▶ Job 1
In the child poverty passage below, what is the poverty rate for Hispanic children?
▶ Job 2
According to the child poverty passage below, why did Congress task the National Academies with mapping a path to halve child poverty? Answer in one to three sentences.
▶ Job 3
Pick up the child poverty passage below after its final sentence and continue it.

▶ Reading passage
--------

Child poverty is an enduring shame of the United States. According to the Roadmap to Reducing Child Poverty, 13% of children live in poverty. Hispanic children have the highest child poverty rates (22%) followed by Black children (18%). White children have a poverty rate of about 8%. At the individual level, child poverty, especially persistent poverty, causes long-term negative education, health and economic outcomes. And as a country, child poverty costs our economy 4 to 5 percent of GDP per year (between $800 billion and $1.1 trillion).

Graph showing child poverty rates by race and ethnicity

For these reasons, Congress tasked the National Academies with mapping a path forward to reduce child poverty by half in the next ten years. The consensus report examined 20 individual policy changes and four policy ‘packages’— combinations of tax credits, nutrition and housing assistance, and a new child allowance program modelled as an expansion of the Child Tax Credit. The report concluded that although all the policy options would reduce poverty for all groups, Hispanic children and immigrant children would benefit less.

--------

▶ Provided material
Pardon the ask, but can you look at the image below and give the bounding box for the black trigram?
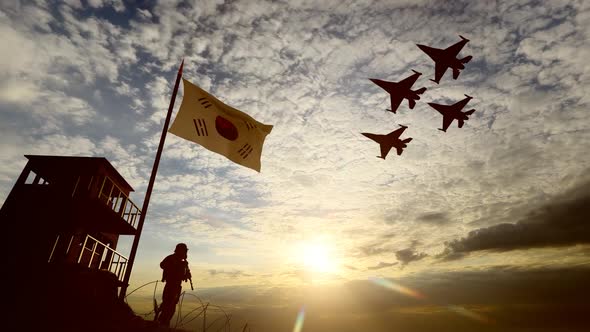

--------

▶ Task result 1
The poverty rate for Hispanic children is 22%, the highest of any group.

▶ Task result 2
Congress acted because 13% of children live in poverty and persistent poverty causes long-term negative education, health and economic outcomes. Child poverty also costs the economy 4 to 5 percent of GDP per year, between $800 billion and $1.1 trillion.

▶ Task result 3
The reason is that many immigrants, including immigrants lawfully present in the U.S., have restricted eligibility for anti-poverty programs, which hurts their citizen children. Even when families meet eligibility criteria—such as being low-income and working—children in immigrant families have restricted access because the safety net is tied not to the child’s needs, but to the parent’s immigration status.   

Hispanic children are disproportionately hurt by immigrant eligibility exclusions

Eligibility restrictions based on immigrant status disproportionately hurt Hispanic children, who make up about 25 percent of the child population and growing, and are the largest group of children in poverty: 41 percent of all children in poverty are Hispanic (about 4 million). Even though 95 percent of Hispanic children are U.S. citizens, more than 50 percent have at least one foreign-born parent, and about 25 percent have an undocumented parent. Although their parents have higher employment rates than other adults, they tend to hold low-wage jobs, which, in combination with restricted access to the safety net, puts their children at high risk of poverty.

The American Rescue Plan is great for many American families. It dramatically expands the Child Tax Credit, provides most families with stimulus checks, and expands the Earned Income Tax Credit (EITC). But to benefit the most vulnerable children and reduce poverty in an equitable way, the policy changes should expand eligibility for children in immigrant families. The EITC and the Child Tax Credit are among our most important anti-poverty programs. Without these tax credits, the child poverty rate would be 18.9% instead of 13%.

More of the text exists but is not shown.